SELECTED EXTRACT:
__________________________________________________

Infantile Pyloric Stenosis: Associated with Low Plasma Lipids

Bjarke Feenstra, Ph.D. Senior Research Scientist Statens Serum Institut Artillerivej 5, 2300 Copenhagen S Interview with:
Bjarke Feenstra, Ph.D.
Senior Research Scientist
Statens Serum Institut
Artillerivej 5, 2300 Copenhagen S
Denmark What are the main findings of the study?

Dr. Feenstra: We discovered a new genome-wide significant locus for infantile hypertrophic pyloric stenosis (IHPS) in a region on chromosome 11 harboring the apolipoprotein (APOA1/C3/A4/A5) gene cluster and also confirmed three previously reported loci. Characteristics of the new locus led us to propose the hypothesis that low levels of circulating lipids in infants are associated with increased risk of IHPS. We addressed this hypothesis by measuring plasma lipid levels in prospectively collected umbilical cord blood from a set of 46 IHPS cases and 189 matched controls. We found that levels were on average somewhat lower in the children who went on to develop the condition. Were any of the findings unexpected?

Dr. Feenstra: Yes, in the discovery phase of the study, we used a hypothesis-free approach to search the genome for variants associated with pyloric stenosis. Rather than focusing on specific candidate genes, we wanted to be able to discover unexpected connections. However, the association between low lipid levels and increased risk of the disease is consistent with a number of previous epidemiological findings.

•    Boys have four-fold higher risk of pyloric stenosis compared to girls, and their cholesterol levels are on average lower than levels in girls at birth.
•    Bottle-fed babies have higher risk of pyloric stenosis, and bottle-feeding is known to be associated with lower levels of circulating cholesterol.
•    Pyloric stenosis incidence dropped in several countries in the 1990s while breast feeding incidence (and thereby average lipid levels in infants) increased.

__________________________________________________

ASSIGNMENT: Write out everything in the pyloric stenosis interview from "Dr. Feenstra: Yes, in" down to "girls at birth.", word for word.

(Dataset items)
__________________________________________________

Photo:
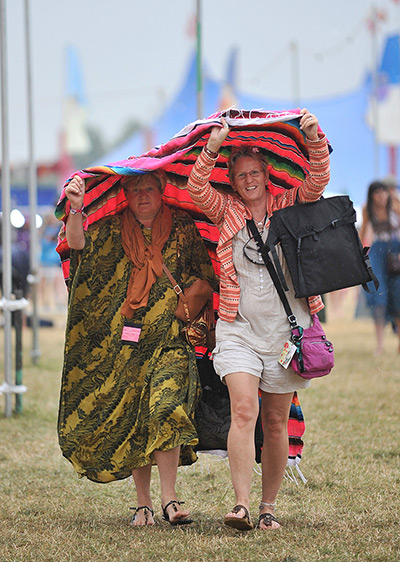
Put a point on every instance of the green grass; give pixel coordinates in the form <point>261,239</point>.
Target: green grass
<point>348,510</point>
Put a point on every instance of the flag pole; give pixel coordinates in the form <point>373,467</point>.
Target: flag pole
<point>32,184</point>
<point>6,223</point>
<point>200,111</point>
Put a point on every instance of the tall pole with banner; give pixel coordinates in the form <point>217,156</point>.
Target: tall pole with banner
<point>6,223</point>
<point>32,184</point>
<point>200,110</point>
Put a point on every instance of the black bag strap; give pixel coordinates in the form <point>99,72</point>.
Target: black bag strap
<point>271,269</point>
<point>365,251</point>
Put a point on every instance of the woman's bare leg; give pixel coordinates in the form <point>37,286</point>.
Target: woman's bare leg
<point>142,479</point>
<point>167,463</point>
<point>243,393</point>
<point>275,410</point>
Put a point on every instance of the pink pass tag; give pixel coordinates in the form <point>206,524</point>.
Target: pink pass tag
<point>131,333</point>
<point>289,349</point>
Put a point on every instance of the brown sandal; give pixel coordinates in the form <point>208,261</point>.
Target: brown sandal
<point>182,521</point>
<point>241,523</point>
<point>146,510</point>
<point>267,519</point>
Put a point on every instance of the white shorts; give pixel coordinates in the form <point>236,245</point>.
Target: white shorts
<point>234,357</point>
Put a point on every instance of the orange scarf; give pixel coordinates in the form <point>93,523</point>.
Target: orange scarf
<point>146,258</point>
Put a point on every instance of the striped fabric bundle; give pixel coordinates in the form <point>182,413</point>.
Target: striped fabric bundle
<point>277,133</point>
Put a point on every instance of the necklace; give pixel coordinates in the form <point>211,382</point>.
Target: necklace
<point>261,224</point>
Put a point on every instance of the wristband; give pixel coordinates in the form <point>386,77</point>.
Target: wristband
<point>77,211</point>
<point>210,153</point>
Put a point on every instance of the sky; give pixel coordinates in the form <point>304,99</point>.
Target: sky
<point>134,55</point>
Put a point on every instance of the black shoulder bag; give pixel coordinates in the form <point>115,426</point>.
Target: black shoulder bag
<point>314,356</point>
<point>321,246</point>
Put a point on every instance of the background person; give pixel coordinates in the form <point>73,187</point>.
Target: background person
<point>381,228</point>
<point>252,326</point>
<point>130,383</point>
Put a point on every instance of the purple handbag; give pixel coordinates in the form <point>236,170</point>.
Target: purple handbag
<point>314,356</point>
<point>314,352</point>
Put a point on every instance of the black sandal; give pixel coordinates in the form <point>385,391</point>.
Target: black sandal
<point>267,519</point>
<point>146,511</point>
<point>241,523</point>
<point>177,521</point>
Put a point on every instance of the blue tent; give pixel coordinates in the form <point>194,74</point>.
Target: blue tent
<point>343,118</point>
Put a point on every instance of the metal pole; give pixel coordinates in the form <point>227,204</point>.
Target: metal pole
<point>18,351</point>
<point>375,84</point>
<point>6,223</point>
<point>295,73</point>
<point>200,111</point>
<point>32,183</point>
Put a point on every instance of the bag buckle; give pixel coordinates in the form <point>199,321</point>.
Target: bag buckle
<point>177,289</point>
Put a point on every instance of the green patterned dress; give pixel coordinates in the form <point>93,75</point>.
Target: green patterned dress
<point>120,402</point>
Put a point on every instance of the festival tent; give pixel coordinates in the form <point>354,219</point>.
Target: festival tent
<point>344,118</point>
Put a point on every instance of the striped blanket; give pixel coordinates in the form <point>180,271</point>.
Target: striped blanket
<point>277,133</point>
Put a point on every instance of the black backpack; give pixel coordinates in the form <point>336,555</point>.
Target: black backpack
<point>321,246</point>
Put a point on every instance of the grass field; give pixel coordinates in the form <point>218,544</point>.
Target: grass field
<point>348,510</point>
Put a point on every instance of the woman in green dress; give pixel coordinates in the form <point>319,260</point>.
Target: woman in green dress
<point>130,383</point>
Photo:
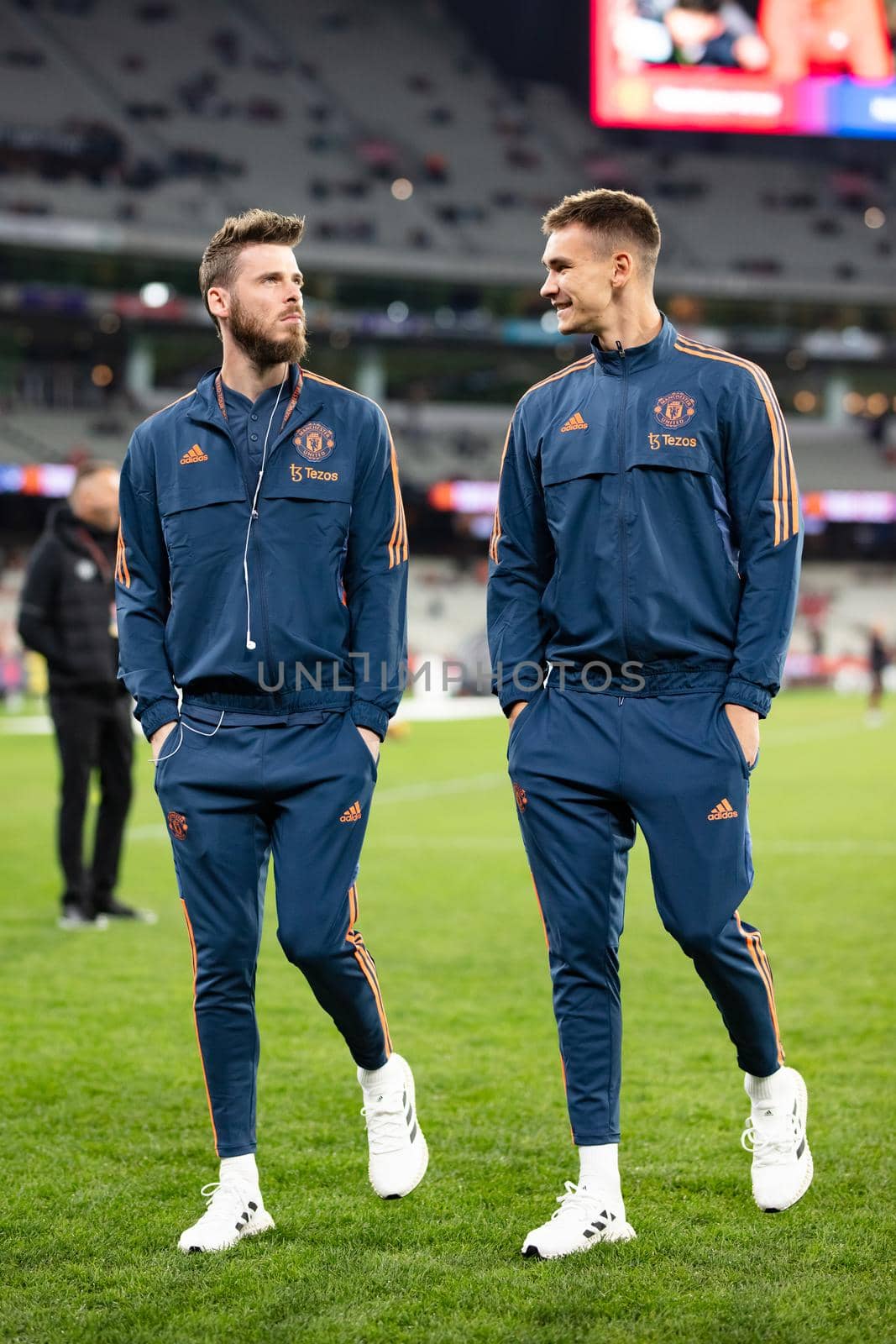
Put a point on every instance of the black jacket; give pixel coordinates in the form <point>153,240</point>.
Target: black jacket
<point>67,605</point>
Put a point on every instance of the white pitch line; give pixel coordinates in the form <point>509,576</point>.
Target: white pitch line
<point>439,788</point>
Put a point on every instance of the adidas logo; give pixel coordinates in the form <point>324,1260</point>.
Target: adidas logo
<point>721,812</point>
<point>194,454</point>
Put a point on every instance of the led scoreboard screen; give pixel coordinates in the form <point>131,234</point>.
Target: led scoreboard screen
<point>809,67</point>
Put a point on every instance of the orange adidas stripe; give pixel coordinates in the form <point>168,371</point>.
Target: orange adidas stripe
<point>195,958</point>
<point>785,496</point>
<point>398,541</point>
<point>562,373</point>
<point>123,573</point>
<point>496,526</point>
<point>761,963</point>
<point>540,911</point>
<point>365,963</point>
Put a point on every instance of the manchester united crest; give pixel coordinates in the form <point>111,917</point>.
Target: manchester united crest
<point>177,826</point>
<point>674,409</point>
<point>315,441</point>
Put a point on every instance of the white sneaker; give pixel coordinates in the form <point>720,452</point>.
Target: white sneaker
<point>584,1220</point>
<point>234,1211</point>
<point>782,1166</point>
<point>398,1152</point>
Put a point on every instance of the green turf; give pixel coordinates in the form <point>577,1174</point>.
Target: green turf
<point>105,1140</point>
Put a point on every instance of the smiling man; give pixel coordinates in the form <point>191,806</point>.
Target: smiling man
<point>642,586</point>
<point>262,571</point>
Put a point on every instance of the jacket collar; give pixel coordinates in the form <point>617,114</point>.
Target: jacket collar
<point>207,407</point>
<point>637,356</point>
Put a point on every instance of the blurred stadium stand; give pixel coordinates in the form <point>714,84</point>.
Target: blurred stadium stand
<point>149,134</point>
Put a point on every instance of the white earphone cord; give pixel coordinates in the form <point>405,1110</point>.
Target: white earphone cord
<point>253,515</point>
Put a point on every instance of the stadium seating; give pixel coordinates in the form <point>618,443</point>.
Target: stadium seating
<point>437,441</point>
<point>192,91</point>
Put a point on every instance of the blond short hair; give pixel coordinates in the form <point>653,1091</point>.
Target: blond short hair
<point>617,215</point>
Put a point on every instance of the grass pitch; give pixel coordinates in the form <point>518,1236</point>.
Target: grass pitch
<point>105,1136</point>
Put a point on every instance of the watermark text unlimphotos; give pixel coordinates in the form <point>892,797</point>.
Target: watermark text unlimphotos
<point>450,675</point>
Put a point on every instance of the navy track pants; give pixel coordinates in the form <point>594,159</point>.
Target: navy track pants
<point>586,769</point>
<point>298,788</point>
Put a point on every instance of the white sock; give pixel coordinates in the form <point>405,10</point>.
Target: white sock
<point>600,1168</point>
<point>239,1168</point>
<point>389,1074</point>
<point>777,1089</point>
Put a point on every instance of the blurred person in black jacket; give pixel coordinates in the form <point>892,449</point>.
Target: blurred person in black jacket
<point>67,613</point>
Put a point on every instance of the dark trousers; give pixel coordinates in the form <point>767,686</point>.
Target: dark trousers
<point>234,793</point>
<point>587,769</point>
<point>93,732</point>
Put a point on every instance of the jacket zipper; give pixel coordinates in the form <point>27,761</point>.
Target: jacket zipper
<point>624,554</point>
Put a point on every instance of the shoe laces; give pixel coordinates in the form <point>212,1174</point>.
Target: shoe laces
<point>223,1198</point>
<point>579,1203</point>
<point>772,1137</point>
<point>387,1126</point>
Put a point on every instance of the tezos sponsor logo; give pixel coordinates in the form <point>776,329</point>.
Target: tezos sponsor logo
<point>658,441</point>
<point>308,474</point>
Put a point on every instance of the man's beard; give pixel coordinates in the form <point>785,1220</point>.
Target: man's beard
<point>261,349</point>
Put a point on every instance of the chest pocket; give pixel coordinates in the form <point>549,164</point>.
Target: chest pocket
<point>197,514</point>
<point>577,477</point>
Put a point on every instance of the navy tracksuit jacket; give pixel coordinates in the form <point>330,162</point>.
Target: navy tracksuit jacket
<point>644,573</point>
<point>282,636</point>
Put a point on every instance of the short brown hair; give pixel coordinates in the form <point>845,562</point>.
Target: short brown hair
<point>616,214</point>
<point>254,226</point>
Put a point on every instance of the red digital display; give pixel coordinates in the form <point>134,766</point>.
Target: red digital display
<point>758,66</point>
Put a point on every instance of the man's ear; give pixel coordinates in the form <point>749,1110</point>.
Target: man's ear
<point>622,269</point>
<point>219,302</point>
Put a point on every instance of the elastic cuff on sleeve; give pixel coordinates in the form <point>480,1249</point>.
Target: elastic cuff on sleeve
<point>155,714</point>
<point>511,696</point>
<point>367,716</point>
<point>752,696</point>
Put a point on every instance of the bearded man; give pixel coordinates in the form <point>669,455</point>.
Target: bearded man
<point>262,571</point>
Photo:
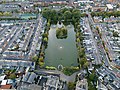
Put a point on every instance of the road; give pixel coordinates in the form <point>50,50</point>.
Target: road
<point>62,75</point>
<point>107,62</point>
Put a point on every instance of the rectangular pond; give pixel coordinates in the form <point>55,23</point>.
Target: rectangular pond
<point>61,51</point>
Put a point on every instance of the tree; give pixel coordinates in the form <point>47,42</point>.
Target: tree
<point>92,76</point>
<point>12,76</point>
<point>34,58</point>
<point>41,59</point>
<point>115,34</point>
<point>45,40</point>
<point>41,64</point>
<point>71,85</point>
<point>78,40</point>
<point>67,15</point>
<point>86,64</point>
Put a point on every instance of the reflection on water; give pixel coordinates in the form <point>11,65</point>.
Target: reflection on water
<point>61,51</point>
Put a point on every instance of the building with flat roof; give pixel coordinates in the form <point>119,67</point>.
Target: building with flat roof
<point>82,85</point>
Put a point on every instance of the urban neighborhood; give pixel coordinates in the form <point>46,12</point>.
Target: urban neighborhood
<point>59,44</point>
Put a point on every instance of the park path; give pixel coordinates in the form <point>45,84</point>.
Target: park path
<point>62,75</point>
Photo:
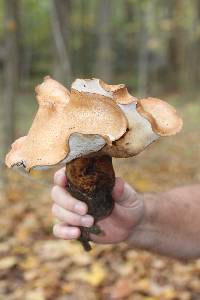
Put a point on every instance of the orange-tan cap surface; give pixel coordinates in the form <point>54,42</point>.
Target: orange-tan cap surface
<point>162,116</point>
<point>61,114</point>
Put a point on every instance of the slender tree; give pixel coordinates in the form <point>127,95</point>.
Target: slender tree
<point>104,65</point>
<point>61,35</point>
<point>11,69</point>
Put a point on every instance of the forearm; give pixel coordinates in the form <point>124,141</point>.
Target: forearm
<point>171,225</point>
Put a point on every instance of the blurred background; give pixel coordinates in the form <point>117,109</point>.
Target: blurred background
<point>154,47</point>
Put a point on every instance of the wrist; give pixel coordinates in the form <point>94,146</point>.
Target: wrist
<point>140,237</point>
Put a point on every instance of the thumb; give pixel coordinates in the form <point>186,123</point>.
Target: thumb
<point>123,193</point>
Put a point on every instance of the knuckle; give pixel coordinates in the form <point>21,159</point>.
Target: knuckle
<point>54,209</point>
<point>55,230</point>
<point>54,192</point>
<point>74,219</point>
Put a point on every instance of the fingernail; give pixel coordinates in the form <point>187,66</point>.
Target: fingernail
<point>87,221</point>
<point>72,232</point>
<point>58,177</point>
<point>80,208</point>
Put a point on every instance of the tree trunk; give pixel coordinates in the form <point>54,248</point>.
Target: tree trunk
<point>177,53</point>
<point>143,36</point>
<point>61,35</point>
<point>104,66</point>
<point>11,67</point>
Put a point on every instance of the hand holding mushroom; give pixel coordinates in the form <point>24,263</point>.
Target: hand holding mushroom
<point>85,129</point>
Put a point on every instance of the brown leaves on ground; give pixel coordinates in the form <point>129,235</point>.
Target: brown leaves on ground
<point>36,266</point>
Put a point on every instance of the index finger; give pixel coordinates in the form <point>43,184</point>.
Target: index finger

__________________________________________________

OUTPUT FOR THIS TASK:
Dr. Feenstra: Yes, in the discovery phase of the study, we used a hypothesis-free approach to search the genome for variants associated with pyloric stenosis. Rather than focusing on specific candidate genes, we wanted to be able to discover unexpected connections. However, the association between low lipid levels and increased risk of the disease is consistent with a number of previous epidemiological findings.

•    Boys have four-fold higher risk of pyloric stenosis compared to girls, and their cholesterol levels are on average lower than levels in girls at birth.